- WORK TO COMPLETE
Sift through the material below and return the lines with "Target".
——————————
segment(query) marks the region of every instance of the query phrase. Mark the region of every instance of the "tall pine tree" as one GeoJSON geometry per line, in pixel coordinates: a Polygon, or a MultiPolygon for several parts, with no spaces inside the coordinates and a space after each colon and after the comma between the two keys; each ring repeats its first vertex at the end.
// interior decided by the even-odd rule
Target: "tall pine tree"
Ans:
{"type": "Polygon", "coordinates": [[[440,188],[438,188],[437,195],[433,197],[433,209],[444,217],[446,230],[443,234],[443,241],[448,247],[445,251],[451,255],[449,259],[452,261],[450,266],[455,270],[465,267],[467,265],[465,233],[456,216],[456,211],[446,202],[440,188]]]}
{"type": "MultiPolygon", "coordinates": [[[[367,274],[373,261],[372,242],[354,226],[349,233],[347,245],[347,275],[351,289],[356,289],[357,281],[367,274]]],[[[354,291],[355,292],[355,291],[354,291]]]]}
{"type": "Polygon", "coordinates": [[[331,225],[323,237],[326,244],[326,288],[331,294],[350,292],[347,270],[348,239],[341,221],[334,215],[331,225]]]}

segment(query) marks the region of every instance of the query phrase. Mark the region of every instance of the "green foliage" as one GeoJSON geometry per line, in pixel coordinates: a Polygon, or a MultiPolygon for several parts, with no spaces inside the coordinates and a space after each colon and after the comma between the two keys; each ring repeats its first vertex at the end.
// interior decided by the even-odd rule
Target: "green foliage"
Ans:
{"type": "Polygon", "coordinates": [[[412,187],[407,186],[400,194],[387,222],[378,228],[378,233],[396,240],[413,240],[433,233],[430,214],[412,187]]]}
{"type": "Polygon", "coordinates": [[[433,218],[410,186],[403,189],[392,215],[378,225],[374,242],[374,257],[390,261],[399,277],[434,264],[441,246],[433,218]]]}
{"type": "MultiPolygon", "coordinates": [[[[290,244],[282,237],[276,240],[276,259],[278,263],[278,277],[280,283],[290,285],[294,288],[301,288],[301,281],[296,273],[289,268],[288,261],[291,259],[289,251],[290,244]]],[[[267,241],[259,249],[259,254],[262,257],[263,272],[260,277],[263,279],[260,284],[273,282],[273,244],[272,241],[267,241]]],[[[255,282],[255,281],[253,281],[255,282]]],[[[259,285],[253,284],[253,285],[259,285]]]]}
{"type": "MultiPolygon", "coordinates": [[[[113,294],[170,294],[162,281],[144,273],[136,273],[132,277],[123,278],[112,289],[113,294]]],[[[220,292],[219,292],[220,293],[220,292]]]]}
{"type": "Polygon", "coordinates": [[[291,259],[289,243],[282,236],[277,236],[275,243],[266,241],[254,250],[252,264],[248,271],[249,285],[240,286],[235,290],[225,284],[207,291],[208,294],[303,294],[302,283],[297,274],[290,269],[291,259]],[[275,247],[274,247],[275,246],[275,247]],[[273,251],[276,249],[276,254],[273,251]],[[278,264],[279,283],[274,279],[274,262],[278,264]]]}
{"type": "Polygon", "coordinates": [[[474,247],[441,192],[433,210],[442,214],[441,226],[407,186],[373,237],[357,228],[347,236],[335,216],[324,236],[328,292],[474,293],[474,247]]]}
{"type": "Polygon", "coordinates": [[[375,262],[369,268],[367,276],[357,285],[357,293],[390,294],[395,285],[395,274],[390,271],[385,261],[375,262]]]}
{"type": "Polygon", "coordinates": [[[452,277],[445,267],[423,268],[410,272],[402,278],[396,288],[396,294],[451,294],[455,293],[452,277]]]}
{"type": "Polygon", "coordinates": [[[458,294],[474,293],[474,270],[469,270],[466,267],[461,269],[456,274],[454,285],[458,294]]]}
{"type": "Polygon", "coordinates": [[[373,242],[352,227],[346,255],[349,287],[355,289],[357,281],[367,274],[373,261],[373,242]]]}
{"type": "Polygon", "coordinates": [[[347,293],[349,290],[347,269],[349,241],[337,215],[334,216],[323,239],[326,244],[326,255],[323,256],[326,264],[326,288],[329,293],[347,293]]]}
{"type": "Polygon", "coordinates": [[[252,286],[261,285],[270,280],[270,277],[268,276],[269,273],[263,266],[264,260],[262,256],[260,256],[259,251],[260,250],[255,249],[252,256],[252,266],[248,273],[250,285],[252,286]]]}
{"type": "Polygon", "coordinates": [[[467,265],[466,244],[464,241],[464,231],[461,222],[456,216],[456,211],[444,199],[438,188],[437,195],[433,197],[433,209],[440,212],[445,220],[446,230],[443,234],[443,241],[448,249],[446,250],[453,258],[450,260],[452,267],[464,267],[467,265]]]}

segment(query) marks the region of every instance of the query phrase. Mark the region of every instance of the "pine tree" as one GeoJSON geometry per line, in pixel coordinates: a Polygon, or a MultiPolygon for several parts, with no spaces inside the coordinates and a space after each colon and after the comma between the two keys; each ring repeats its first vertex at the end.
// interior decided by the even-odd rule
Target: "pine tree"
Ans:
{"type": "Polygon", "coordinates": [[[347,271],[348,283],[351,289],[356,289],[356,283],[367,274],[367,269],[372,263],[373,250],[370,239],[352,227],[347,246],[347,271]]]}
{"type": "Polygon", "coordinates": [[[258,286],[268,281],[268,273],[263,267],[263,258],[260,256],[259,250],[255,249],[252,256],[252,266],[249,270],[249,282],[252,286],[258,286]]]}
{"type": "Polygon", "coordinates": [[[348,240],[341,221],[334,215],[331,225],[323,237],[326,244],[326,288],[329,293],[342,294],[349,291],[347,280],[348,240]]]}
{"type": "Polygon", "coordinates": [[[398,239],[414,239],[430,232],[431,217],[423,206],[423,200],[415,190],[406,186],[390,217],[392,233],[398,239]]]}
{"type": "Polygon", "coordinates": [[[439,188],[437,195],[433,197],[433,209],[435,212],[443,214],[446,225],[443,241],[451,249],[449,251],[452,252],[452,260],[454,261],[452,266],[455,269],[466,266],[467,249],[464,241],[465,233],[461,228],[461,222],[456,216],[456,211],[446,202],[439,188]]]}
——————————
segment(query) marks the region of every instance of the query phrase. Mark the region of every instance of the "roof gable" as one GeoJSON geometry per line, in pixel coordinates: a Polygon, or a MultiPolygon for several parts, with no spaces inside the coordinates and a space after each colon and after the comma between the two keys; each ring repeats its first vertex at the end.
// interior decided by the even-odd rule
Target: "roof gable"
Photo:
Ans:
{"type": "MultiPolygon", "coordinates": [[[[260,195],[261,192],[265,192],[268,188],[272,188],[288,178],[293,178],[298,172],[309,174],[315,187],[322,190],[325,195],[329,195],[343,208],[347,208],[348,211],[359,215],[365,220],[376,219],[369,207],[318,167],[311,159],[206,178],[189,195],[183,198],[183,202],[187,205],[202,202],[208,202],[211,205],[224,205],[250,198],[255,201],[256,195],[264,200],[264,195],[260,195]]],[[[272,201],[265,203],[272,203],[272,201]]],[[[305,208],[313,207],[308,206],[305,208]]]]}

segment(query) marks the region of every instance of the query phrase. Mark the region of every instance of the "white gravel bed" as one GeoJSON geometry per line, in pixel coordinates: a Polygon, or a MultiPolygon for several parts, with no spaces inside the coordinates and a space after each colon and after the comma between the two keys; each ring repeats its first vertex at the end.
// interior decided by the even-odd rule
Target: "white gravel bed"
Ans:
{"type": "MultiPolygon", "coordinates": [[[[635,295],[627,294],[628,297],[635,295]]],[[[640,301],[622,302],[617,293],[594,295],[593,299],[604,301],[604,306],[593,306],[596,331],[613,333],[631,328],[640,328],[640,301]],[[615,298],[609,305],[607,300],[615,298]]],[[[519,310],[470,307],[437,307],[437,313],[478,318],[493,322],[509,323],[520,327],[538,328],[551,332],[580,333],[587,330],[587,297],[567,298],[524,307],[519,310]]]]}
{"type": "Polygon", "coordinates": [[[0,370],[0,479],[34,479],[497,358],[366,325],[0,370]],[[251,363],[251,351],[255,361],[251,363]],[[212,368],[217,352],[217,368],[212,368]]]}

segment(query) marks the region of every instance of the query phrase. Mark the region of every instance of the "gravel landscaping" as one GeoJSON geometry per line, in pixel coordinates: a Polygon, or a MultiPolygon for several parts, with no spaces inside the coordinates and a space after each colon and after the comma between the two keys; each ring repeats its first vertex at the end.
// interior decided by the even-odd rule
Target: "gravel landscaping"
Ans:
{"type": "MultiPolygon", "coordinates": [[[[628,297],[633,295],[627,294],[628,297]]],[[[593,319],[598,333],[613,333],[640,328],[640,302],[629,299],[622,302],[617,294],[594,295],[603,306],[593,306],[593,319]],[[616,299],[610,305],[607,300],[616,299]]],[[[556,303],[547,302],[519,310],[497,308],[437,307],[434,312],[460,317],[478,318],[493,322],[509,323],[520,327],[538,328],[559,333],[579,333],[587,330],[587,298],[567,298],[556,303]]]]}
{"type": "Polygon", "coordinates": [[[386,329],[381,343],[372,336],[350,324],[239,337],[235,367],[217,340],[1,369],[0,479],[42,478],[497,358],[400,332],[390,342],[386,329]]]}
——————————
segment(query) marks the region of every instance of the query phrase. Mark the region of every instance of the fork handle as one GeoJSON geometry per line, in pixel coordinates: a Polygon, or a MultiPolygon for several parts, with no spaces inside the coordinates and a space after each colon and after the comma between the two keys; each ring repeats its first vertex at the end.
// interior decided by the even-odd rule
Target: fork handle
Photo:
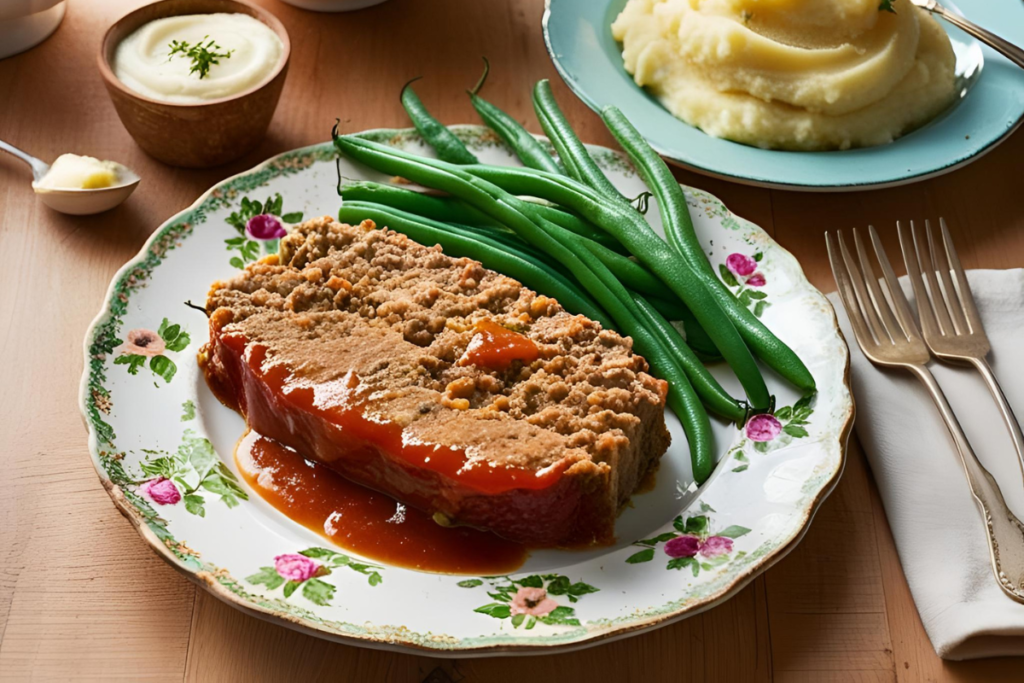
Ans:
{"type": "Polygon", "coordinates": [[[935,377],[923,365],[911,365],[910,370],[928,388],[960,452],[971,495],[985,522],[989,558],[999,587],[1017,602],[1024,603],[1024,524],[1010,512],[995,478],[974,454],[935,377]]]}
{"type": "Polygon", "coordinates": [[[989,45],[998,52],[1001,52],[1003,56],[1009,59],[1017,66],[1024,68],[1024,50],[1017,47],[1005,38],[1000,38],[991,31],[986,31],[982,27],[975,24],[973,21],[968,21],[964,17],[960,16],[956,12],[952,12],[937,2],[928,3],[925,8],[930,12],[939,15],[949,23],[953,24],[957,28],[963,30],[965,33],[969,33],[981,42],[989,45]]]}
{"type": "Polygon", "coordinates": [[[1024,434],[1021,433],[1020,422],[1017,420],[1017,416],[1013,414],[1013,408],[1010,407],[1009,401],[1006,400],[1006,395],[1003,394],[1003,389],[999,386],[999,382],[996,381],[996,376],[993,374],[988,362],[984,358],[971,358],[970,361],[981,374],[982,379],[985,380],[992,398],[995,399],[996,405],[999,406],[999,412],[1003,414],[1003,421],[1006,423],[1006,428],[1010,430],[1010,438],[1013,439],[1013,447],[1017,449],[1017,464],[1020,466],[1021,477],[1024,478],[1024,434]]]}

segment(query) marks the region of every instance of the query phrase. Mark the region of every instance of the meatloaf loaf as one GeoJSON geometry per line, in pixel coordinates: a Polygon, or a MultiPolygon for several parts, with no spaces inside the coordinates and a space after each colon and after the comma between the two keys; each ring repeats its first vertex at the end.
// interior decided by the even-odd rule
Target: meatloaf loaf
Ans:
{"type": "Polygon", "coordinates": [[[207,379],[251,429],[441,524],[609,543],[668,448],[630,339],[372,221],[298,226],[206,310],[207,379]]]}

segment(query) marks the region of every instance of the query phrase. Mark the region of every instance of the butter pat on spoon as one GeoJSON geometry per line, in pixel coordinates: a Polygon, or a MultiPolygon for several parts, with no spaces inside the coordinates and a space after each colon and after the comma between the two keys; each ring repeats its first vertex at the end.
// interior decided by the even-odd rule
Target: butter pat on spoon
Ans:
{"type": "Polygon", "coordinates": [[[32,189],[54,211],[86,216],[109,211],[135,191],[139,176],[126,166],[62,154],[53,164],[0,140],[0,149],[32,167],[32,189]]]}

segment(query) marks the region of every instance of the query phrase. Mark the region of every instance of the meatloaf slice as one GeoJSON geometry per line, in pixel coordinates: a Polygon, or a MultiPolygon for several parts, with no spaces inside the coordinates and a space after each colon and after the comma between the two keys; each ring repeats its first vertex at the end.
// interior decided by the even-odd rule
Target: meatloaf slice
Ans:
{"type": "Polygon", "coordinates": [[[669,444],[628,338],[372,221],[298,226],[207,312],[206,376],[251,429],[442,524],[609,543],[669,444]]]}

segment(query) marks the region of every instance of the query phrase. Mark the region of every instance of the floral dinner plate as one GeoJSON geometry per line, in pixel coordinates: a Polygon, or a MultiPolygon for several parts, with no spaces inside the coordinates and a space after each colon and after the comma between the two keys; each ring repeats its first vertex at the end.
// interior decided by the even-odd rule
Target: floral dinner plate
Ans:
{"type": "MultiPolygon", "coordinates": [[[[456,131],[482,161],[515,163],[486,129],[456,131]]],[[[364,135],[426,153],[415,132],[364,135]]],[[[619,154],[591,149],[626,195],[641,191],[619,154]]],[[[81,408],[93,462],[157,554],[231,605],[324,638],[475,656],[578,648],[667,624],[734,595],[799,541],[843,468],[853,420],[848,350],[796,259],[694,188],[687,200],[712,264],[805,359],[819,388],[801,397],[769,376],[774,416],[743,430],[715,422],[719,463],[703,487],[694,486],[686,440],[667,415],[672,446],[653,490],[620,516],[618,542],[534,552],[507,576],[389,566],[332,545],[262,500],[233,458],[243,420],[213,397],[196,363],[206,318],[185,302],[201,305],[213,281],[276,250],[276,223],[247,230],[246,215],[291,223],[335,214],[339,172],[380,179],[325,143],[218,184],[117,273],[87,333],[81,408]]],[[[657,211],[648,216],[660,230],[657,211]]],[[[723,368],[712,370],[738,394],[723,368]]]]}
——————————
- REPLY
Target: "tall pine tree"
Target: "green foliage"
Target: "pine tree"
Target: "roof gable"
Target: "white gravel bed"
Target: "gravel landscaping"
Target: fork handle
Target: meatloaf loaf
Target: butter pat on spoon
Target: meatloaf slice
Target: floral dinner plate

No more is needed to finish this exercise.